#### Record set ####
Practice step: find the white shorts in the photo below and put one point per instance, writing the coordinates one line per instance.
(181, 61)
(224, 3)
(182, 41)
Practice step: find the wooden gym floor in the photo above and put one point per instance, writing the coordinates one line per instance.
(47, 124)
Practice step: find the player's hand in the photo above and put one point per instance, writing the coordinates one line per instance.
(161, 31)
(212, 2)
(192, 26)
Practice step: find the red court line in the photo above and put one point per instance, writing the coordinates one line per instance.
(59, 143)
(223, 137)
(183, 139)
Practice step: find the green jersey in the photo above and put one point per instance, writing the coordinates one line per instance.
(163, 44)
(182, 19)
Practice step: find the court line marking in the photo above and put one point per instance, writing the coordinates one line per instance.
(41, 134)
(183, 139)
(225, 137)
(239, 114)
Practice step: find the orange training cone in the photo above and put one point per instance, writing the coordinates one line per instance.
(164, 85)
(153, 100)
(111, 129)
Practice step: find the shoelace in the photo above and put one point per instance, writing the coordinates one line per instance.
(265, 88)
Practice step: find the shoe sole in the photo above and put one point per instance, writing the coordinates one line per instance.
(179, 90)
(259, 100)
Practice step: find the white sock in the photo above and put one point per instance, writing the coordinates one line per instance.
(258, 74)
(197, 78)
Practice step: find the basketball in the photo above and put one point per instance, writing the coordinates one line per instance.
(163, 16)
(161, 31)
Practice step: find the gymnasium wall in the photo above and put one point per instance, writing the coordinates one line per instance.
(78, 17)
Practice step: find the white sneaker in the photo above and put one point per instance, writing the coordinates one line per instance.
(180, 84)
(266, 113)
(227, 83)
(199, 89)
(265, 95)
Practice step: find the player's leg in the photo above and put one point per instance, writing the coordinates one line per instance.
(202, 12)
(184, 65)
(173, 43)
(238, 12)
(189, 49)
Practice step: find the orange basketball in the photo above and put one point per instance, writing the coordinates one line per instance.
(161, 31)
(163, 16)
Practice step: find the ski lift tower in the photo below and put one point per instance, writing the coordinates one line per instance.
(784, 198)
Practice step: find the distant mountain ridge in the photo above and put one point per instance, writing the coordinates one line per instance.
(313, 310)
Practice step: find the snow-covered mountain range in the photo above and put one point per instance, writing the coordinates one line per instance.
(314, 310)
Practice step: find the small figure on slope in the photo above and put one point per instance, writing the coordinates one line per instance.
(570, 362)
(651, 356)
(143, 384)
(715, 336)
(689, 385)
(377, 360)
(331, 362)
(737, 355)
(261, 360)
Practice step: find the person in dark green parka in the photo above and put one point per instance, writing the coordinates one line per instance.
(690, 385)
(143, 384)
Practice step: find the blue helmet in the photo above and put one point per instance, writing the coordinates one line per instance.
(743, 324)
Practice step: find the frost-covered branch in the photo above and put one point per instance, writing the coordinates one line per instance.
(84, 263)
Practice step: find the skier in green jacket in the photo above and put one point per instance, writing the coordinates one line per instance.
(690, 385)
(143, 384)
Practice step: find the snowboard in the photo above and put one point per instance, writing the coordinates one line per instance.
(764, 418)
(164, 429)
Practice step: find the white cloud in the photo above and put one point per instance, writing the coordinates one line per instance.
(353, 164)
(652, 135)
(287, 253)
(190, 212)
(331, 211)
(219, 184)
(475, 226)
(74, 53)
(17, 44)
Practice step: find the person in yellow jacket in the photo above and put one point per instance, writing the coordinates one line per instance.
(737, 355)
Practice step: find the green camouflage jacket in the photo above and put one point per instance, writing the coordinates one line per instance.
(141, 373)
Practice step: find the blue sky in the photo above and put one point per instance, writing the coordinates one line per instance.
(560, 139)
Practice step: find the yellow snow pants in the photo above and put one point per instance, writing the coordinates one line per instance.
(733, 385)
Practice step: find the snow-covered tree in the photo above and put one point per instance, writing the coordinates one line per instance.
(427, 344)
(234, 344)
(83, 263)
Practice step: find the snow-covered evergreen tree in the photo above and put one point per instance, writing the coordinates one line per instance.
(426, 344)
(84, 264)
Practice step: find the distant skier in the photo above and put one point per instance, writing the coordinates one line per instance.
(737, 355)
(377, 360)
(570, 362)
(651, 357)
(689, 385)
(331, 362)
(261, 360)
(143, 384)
####
- [Exercise instructions]:
Reproduce exactly the lines from the one with "Practice step: find the skier" through the end of the entries above, both ends included.

- [Result of this exercise]:
Practice step: find the skier in green jacket in the photo above and put one point per instance, writing the coordinates one line per instance.
(690, 385)
(143, 384)
Practice step: find the snowboard in the photo above and put one point per instance, writing the coordinates one line per instance.
(764, 418)
(164, 429)
Practice step: find the white cloud in the photo above and put one point per instance, writing the coordinates one line per instance.
(353, 164)
(652, 135)
(287, 253)
(190, 212)
(331, 211)
(219, 184)
(475, 226)
(74, 53)
(17, 44)
Practice step: find the person in yellow jacket in the photo above and put one point per instance, writing the coordinates one line per instance.
(737, 355)
Practice step: find the green camouflage jacket in the photo above and put one point per instance, writing the coordinates one line per instance.
(141, 373)
Practice step: find the blue sky in the photo above and put one point per instance, writing the coordinates one line per instance.
(560, 139)
Practice step: find the yellow snow pants in the photo above and put one point per instance, writing the coordinates one line per instance.
(733, 385)
Practice step: find the snow-covered tree in the photo above and put one point per instance, writing the coordinates one line per instance.
(427, 344)
(234, 344)
(83, 263)
Practice step: find the snow-covered evergreen tree in the photo above and put one point per instance, writing the coordinates one line per instance.
(426, 344)
(84, 264)
Practice step: find the distant skier in the photo above and put one point per instance, writing the coordinates one line per instance.
(737, 355)
(377, 360)
(570, 362)
(651, 357)
(689, 385)
(331, 362)
(261, 360)
(143, 384)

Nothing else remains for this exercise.